***** PASSAGE PROVIDED *****

Jolly referenced Gov. Phil Bryant’s multiple budget cuts this fiscal year in excess of $480 million.

“He had to do all that and the biggest tax cut hasn’t even kicked in yet. That’s coming next year,” Jolly said.

“Out of the top 150 corporations in Mississippi, 111 of them don’t pay corporate taxes. Just like Walmart, all their tax money goes back to Arkansas. We don’t get a dime out of them.”

The biggest tax burden is yet to come and that’s in the form of education, Jolly said. The state leadership’s “secret” bill to revamp the MAEP formula essentially will shift 20% of the funding off the state and put it on the local district. That way state leaders can claim they fully funded by the formula but your local supervisors aren’t holding up their end.

Jolly explained that rural counties like Calhoun don’t have the tax base to generate that kind of funding.

“They’re going to make supervisors raise taxes to whatever it takes to fund the schools, and it will kill the rural counties,” he said.

Sen. Jolly explained how all the state leaders live within a 10 mile radius of each other and it’s easy to see where all the money goes. If we’re going to have a voice in rural Mississippi, we need to elect state leaders from our area. Hopefully, we’ll have that opportunity in 2019.

*****

**THE TASKS**:
[a] Answer these questions from the passage on Mississippi taxes:
(i) By how much did Gov. Phil Bryant cut the budget this fiscal year?
(ii) Of the top 150 corporations in Mississippi, how many don't pay corporate taxes?
(iii) What share of education funding would the bill shift onto the local district?
[b] Does each statement agree with the passage on Mississippi taxes? Answer yes or no and quote the deciding words.
(i) The biggest tax cut has already taken effect.
(ii) The state leaders all live within a 10 mile radius of each other.
(iii) Rural counties like Calhoun have the tax base to generate the needed funding.
[c] Reproduce the passage on Mississippi taxes from "Jolly referenced Gov." up to and including "kind of funding.".

***** RECORDS *****

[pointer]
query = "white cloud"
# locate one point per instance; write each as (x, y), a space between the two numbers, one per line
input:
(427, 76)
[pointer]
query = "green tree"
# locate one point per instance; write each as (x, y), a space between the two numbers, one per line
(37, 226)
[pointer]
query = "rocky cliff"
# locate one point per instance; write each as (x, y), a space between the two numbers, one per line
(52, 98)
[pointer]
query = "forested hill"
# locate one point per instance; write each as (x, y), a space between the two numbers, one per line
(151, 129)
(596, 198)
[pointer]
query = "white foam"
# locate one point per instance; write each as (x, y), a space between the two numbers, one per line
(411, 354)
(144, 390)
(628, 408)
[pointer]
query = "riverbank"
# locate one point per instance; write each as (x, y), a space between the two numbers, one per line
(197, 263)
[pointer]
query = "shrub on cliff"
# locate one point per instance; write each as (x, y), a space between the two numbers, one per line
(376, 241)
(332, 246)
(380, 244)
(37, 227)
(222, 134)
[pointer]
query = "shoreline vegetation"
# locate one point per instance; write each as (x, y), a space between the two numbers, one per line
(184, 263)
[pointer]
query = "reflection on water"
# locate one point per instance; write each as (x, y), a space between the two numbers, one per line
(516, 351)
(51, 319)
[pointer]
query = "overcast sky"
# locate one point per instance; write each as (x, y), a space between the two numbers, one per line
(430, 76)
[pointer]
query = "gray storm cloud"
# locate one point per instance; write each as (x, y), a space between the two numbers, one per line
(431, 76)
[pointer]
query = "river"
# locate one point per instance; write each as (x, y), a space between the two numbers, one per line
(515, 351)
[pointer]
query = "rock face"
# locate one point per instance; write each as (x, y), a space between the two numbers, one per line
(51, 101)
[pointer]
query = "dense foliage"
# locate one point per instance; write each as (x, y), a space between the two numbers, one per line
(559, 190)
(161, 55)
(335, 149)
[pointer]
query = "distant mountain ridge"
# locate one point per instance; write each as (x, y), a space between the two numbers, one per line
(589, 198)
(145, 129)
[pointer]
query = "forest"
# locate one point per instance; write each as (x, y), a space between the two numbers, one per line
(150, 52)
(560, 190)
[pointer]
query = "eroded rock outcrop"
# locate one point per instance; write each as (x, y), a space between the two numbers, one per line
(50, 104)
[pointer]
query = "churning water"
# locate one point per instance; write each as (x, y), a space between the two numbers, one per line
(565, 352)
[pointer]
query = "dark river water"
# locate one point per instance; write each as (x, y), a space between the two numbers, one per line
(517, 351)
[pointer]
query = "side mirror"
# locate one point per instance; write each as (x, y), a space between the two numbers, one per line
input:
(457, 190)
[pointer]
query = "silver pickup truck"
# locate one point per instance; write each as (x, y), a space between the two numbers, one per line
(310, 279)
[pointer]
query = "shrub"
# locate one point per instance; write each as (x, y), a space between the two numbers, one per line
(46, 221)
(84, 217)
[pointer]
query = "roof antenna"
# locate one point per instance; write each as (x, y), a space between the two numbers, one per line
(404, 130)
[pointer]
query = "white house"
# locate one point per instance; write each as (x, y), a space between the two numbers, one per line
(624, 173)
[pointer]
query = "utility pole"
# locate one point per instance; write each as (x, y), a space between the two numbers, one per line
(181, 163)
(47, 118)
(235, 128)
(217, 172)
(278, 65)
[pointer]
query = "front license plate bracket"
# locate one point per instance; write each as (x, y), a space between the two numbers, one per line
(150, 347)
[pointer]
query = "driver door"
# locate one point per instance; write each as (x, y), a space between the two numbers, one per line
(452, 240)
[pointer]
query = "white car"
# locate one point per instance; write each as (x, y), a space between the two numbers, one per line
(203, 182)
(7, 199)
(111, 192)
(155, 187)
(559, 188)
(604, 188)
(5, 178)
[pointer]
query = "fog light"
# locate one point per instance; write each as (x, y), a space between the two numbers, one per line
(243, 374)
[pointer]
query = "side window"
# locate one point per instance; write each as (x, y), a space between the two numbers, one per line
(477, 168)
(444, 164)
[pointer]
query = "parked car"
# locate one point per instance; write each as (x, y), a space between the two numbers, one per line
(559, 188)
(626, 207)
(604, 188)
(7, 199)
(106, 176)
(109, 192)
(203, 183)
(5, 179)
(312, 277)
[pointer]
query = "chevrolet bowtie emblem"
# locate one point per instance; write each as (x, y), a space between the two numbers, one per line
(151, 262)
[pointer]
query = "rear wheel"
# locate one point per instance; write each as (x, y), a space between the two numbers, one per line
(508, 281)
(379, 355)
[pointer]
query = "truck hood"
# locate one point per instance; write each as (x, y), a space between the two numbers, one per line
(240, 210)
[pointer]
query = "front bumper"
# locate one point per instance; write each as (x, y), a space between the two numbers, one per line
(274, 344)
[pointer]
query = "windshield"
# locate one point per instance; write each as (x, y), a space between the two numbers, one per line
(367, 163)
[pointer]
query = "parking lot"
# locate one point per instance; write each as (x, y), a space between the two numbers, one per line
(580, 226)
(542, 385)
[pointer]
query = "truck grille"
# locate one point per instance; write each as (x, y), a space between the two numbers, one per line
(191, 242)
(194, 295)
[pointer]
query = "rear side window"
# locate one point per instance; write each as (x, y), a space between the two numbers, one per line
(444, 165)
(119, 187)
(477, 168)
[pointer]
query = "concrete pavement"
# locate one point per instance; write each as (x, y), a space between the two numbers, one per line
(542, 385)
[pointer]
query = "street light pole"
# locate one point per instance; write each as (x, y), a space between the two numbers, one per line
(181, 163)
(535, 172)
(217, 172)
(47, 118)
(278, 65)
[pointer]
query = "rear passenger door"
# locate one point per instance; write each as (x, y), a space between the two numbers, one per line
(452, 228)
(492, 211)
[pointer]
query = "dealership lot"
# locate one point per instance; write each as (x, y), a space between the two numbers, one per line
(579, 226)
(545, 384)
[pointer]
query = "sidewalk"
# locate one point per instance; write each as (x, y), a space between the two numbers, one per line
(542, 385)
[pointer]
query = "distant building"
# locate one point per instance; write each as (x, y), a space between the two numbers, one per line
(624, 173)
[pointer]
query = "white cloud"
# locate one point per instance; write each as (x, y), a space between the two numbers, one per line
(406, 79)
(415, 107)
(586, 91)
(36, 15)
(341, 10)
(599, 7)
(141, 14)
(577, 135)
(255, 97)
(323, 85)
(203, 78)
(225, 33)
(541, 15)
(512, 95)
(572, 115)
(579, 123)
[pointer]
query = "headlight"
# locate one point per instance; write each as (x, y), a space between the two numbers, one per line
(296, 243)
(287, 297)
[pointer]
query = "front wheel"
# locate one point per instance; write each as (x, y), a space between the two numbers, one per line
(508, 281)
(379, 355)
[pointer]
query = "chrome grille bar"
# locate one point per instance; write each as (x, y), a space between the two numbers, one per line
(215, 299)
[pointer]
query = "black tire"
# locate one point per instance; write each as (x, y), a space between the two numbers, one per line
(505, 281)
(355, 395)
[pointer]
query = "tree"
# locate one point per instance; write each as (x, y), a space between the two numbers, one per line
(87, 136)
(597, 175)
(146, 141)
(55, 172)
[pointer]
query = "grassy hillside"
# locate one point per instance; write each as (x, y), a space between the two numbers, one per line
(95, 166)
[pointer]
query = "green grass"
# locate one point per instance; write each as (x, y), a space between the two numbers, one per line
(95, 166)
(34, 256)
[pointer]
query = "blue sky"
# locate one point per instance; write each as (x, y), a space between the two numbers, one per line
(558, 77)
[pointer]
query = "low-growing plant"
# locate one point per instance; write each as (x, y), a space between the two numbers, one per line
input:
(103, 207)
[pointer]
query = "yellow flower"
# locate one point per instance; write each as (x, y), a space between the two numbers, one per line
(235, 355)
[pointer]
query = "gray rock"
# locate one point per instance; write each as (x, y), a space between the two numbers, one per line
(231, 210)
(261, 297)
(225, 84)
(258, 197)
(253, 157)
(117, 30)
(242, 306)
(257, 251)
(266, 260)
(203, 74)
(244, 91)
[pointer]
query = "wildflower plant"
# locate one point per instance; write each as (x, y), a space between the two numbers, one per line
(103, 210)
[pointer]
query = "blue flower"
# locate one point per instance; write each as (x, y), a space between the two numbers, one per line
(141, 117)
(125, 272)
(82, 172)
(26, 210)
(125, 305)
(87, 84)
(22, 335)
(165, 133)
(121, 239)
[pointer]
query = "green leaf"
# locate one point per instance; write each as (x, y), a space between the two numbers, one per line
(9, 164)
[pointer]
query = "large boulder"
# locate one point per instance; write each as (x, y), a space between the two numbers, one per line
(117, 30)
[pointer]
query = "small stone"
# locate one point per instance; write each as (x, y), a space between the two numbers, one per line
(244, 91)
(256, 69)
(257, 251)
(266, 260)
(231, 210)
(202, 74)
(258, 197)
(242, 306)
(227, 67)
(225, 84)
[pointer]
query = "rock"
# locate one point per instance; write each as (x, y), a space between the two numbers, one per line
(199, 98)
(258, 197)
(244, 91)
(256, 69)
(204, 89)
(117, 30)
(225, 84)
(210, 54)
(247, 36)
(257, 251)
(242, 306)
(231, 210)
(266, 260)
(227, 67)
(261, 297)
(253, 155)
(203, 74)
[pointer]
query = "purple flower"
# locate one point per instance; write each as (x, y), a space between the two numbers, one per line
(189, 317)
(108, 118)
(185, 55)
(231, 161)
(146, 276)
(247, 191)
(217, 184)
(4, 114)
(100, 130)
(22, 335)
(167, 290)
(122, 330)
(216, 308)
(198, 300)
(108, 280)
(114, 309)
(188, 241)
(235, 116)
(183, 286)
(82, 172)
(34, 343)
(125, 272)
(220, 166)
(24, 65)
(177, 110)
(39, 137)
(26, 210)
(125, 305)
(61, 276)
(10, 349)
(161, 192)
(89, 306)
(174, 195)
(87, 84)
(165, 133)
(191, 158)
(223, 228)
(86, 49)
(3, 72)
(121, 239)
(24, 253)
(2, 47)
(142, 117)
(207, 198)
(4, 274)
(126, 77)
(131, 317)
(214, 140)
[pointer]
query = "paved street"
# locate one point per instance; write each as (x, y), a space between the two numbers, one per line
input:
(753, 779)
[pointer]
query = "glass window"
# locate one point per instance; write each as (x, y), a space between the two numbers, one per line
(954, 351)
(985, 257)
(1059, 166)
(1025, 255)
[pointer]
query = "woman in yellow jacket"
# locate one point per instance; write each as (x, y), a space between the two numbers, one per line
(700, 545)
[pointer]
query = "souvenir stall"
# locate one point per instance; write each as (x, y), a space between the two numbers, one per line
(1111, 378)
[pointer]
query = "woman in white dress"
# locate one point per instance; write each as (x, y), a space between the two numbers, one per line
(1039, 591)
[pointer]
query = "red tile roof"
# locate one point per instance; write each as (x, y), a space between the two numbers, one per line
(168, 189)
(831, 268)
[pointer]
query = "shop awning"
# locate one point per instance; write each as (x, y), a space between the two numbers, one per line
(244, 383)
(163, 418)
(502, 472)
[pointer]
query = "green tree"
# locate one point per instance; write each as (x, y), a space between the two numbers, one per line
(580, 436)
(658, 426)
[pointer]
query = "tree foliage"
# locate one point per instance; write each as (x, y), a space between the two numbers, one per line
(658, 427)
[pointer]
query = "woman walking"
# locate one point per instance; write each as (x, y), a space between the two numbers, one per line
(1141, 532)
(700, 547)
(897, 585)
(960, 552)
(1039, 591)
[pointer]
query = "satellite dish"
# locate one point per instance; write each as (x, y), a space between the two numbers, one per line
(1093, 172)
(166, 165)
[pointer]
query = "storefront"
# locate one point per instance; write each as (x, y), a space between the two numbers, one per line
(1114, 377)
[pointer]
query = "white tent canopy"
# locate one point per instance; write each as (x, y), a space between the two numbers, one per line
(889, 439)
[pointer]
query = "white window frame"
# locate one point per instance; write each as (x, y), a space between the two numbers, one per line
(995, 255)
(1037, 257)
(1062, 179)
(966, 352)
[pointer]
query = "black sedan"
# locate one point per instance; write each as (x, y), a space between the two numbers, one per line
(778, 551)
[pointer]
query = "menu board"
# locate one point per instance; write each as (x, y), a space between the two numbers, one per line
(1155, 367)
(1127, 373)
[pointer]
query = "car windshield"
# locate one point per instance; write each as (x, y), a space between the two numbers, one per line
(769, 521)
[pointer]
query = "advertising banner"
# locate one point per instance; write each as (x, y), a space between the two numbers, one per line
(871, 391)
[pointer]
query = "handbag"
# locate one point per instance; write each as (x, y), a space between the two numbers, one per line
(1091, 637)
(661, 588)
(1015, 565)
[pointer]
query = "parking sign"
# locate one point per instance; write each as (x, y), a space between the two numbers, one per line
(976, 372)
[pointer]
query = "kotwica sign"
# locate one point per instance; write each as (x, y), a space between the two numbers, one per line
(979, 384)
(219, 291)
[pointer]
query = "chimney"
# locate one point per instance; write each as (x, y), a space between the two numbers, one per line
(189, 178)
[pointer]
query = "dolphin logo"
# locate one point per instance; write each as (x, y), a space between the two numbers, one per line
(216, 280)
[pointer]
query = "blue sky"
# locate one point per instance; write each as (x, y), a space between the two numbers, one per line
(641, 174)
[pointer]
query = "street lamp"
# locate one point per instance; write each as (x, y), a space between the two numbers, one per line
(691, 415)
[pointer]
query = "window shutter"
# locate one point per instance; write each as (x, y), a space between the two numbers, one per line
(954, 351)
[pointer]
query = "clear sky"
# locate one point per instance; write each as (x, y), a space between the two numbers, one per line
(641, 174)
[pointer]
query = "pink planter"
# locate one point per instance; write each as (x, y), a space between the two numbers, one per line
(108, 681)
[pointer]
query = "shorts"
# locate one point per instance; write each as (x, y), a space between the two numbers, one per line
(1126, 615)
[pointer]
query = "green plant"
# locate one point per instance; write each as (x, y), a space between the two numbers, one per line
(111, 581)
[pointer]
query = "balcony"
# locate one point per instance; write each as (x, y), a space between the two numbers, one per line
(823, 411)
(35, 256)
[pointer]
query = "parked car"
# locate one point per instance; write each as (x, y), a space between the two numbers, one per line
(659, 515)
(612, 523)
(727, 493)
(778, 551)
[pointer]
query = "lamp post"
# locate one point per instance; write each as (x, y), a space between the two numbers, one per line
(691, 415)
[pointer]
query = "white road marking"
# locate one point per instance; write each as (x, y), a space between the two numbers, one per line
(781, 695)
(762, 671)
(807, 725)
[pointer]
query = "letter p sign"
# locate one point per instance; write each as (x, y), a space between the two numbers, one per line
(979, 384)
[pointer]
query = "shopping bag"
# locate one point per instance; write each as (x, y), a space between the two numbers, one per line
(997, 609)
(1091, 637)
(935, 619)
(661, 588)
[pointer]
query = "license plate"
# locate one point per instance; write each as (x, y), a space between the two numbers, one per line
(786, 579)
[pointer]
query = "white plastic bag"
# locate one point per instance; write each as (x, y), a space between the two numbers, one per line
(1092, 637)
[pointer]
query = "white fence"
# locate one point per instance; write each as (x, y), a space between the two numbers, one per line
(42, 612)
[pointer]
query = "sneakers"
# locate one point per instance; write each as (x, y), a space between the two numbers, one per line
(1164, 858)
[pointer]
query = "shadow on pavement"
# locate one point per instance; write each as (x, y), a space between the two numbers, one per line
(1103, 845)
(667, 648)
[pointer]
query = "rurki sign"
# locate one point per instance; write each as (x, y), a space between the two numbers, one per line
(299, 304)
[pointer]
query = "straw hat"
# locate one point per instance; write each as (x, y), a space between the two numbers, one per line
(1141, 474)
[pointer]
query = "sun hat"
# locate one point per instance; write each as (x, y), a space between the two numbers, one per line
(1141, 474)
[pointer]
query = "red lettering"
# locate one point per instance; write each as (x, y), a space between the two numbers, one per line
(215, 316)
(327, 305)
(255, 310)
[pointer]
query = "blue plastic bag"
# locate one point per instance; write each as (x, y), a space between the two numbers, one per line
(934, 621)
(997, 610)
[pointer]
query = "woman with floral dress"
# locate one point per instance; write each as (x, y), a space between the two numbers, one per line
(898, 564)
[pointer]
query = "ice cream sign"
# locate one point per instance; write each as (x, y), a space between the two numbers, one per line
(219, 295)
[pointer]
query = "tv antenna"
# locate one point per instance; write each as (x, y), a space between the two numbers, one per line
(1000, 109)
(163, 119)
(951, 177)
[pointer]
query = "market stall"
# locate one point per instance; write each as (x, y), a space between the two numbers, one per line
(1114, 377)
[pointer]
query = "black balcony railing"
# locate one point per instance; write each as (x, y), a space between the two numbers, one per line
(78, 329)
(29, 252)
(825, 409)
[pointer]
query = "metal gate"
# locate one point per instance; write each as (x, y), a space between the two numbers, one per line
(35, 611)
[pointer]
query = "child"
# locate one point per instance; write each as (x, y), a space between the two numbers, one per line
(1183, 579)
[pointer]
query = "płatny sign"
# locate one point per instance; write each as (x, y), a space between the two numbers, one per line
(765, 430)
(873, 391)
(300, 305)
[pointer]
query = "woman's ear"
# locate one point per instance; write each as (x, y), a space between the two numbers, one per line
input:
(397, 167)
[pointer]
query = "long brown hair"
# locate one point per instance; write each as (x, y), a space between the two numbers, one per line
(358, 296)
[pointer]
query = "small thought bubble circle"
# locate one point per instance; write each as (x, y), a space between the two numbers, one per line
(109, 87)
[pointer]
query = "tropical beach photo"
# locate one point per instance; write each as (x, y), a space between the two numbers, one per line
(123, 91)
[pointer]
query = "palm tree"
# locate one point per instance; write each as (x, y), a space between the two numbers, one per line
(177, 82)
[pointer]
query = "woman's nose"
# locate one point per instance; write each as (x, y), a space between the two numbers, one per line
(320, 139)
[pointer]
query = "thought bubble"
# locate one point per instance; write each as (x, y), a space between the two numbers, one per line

*****

**RESPONSES TO THE EXERCISE**:
[a]
(i) In excess of $480 million.
(ii) 111.
(iii) 20%.

[b]
(i) No: "the biggest tax cut hasn’t even kicked in yet"
(ii) Yes: "all the state leaders live within a 10 mile radius of each other"
(iii) No: "rural counties like Calhoun don’t have the tax base to generate that kind of funding"

[c]
Jolly referenced Gov. Phil Bryant’s multiple budget cuts this fiscal year in excess of $480 million.

“He had to do all that and the biggest tax cut hasn’t even kicked in yet. That’s coming next year,” Jolly said.

“Out of the top 150 corporations in Mississippi, 111 of them don’t pay corporate taxes. Just like Walmart, all their tax money goes back to Arkansas. We don’t get a dime out of them.”

The biggest tax burden is yet to come and that’s in the form of education, Jolly said. The state leadership’s “secret” bill to revamp the MAEP formula essentially will shift 20% of the funding off the state and put it on the local district. That way state leaders can claim they fully funded by the formula but your local supervisors aren’t holding up their end.

Jolly explained that rural counties like Calhoun don’t have the tax base to generate that kind of funding.